CONSIGNE A: Recopiez le passage de l'article sur les fosses communes d'Hargeisa situé entre « En mai 1988, la » et « sommairement. », ces deux bornes incluses.
CONSIGNE B: D'après l'article sur les fosses communes d'Hargeisa, combien de morts la campagne de terreur a-t-elle faits dans cette ville ?

Yahoo! Actualités Monde
jeudi 17 mai 2001, 9h48

HARGEISA (Somalie), 17 mai (AFP) - Au sommet d'un
monticule de terre, la moitié d'un crâne fait surface,
entouré de fémurs et clavicules, sous le regard des
chameaux qui broutent les épineux: à moins d'un km
d'Hargeisa, capitale du Somaliland, s'étendent
toujours les fosses communes des victimes de l'armée
de Mohamed Siad Barre.

En mai 1988, la guérilla du Mouvement national
somalien (SNM), chassée de ses bases arrières de
l'Ethiopie voisine par le colonel Mengistu qui vient
de conclure un pacte avec Siad Barre, a réussi à
s'emparer de l'est de l'ancien Somaliland britannique
et d'une partie importante d'Hargeisa.

Aussitôt, les pilotes mercenaires sud-africains des
chasseurs-bombardiers gouvernementaux ont rasé
entièrement la ville et pilonné les colonnes de
quelque 400.000 habitants fuyant vers l'Ethiopie. En
même temps, les troupes de Siad Barre ont raflé des
milliers de civils dans les rues pour les exécuter
sommairement.

Au total, cette campagne de terreur à Hargeisa a fait
quelque 40.000 morts.

DONNÉES FOURNIES:

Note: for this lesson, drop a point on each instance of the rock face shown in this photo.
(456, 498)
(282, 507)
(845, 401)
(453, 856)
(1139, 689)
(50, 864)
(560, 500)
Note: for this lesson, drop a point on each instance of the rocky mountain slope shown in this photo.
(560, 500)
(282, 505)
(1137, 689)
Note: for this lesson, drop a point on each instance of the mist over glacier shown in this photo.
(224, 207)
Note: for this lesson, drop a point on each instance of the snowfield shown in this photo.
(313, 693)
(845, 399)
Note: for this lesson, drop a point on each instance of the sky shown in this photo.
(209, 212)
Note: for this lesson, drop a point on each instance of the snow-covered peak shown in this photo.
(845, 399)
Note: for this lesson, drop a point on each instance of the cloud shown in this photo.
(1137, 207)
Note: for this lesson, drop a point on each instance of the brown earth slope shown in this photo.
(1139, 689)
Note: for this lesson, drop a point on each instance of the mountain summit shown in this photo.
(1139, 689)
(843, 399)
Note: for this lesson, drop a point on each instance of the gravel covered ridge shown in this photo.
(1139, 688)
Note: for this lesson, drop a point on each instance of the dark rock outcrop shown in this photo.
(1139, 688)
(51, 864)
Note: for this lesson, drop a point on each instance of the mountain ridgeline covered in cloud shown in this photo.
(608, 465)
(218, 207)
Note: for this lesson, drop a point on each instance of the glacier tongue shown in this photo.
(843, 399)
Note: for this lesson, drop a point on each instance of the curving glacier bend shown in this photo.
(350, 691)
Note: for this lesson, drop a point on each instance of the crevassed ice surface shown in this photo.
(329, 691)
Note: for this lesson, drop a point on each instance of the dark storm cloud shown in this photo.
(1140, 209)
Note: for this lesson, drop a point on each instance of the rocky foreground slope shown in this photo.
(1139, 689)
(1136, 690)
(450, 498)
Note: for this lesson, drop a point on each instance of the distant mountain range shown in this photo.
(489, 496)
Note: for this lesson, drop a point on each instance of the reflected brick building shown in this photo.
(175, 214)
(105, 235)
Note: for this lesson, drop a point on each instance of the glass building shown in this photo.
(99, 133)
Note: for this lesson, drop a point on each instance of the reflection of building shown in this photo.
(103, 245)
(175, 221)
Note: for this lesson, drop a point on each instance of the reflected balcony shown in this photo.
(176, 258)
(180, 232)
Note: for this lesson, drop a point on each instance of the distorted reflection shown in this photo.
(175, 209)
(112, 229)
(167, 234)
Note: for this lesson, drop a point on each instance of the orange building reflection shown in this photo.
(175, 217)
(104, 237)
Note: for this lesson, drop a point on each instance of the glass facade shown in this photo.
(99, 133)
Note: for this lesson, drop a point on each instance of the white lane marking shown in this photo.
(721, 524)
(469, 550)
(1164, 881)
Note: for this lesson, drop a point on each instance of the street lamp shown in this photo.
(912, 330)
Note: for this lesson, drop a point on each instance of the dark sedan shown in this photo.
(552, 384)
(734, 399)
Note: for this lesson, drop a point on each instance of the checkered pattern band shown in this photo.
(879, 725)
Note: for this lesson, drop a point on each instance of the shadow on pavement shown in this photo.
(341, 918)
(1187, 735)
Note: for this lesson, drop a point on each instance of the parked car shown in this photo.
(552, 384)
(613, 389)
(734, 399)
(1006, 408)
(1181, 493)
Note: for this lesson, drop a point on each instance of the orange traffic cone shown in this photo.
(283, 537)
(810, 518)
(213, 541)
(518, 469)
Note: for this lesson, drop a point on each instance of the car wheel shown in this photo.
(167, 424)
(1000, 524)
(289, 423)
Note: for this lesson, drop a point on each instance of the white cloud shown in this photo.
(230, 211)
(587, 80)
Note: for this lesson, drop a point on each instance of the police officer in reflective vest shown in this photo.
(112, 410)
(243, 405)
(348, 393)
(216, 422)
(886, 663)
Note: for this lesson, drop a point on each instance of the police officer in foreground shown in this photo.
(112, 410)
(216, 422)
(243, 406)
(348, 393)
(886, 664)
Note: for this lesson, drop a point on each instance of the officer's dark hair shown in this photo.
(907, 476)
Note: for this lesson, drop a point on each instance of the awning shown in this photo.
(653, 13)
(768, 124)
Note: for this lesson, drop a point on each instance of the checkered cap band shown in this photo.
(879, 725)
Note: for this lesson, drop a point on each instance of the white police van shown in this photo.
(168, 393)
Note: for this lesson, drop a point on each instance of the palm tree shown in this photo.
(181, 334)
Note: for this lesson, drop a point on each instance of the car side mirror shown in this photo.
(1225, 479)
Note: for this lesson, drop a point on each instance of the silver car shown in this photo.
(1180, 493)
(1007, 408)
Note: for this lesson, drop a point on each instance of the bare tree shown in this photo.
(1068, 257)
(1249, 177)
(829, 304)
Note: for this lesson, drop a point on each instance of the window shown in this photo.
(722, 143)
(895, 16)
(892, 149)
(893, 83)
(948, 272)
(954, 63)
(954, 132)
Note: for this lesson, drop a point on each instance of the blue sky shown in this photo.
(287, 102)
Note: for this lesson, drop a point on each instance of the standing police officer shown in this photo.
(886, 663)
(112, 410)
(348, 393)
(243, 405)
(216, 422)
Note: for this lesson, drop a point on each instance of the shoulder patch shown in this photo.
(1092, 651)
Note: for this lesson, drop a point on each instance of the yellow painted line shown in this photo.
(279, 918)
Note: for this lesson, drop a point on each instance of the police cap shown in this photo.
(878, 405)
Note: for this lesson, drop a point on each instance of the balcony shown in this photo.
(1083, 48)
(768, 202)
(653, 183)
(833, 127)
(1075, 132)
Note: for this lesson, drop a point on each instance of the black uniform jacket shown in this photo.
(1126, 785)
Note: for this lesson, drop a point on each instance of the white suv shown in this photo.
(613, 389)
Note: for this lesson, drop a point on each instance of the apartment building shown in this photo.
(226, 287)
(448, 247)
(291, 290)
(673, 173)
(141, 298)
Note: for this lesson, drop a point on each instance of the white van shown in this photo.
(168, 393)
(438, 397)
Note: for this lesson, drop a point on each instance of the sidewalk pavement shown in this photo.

RÉPONSE RÉDIGÉE A:
En mai 1988, la guérilla du Mouvement national
somalien (SNM), chassée de ses bases arrières de
l'Ethiopie voisine par le colonel Mengistu qui vient
de conclure un pacte avec Siad Barre, a réussi à
s'emparer de l'est de l'ancien Somaliland britannique
et d'une partie importante d'Hargeisa.

Aussitôt, les pilotes mercenaires sud-africains des
chasseurs-bombardiers gouvernementaux ont rasé
entièrement la ville et pilonné les colonnes de
quelque 400.000 habitants fuyant vers l'Ethiopie. En
même temps, les troupes de Siad Barre ont raflé des
milliers de civils dans les rues pour les exécuter
sommairement.

RÉPONSE RÉDIGÉE B: Quelque 40 000 morts.